Cominciano i dissidi interni

Ma negli anni 80, l'economia, ingolfata dopo la straordinaria crescita degli anni settanta, fu cause di scontri tra la verie repubbliche, specialmente con la Slovenia , un Paese storicamente e tradizionalmente legato alla Mitteleuropa, che considerava la sua vera "patria" culturale;ed i piu' era evidente il malessere tra i Serbi e gli Albanesi del Kosovo che era a schiacciante maggioranza albanese e chiedeva, come già in passato, maggiore autonomia politica, anche attraverso la costituzione della settima repubblica jugoslava, il Kosovo indipendente dalla Serbia.
In Croazia nel maggio del 1989 si formò l'Unione Democratica Croata (Hrvatska Demokratska Zajednica o HDZ), partito anti-comunista di centro-destra che a tratti riprendeva le idee scioviniste degli ustascia di Ante Pavelić, guidato dal controverso ex generale di Tito Franjo Tuđman.
In Slovenia scoppiò il caso di quattro giornalisti (tra i quali il più noto era Janez Janša) accusati di aver tentato di pubblicare segreti militari nella popolare rivista d'opposizione Mladina. I quattro giornalisti scoprirono dei documenti su un ipotetico intervento militare federale in Slovenia, in caso di un'evoluzione democratica e sovranista del paese. Il processo ai quattro imputati, che si tenne in lingua serbo-croata e non in sloveno, violando il principio del plurilinguismo, scatenò proteste popolari e dette avvio alla cosiddetta "Primavera slovena".
Nel frattempo anche nel piccolo Montenegro la vecchia dirigenza titoista venne spazzata via (1989) quando alla presidenza della Repubblica venne eletto il giovane filo-serbo Momir Bulatović.

La fine dell'ex Jugoslavia

Il 20 gennaio 1990, da Milosevic ,venne convocato il quattordicesimo e ultimo congresso (convocato straordinariamente) della Lega dei Comunisti Jugoslavi, con uno scontro frontale tra delegati serbi e sloveni, in particolare riguardo alla situazione in Kosovo, alla politica economica e alle riforme istituzionali (creazione di una nuova federazione o confederazione, la "terza Jugoslavia"). Per la prima volta nella storia, Sloveni e Croati decisero di ritirare i loro delegati dal congresso. Ormai era chiaro che il Paese viaggiava a due velocità, non più armonizzabili.

» **Consegna**:
Puoi trascrivere fedelmente il tratto del brano proposto che comincia con le parole "In Croazia nel" e si chiude dopo "Tito Franjo Tuđman."?

» **Dati archiviati**:
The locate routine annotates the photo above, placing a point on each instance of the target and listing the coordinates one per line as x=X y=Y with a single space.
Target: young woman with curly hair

» **Risposta**:
In Croazia nel maggio del 1989 si formò l'Unione Democratica Croata (Hrvatska Demokratska Zajednica o HDZ), partito anti-comunista di centro-destra che a tratti riprendeva le idee scioviniste degli ustascia di Ante Pavelić, guidato dal controverso ex generale di Tito Franjo Tuđman.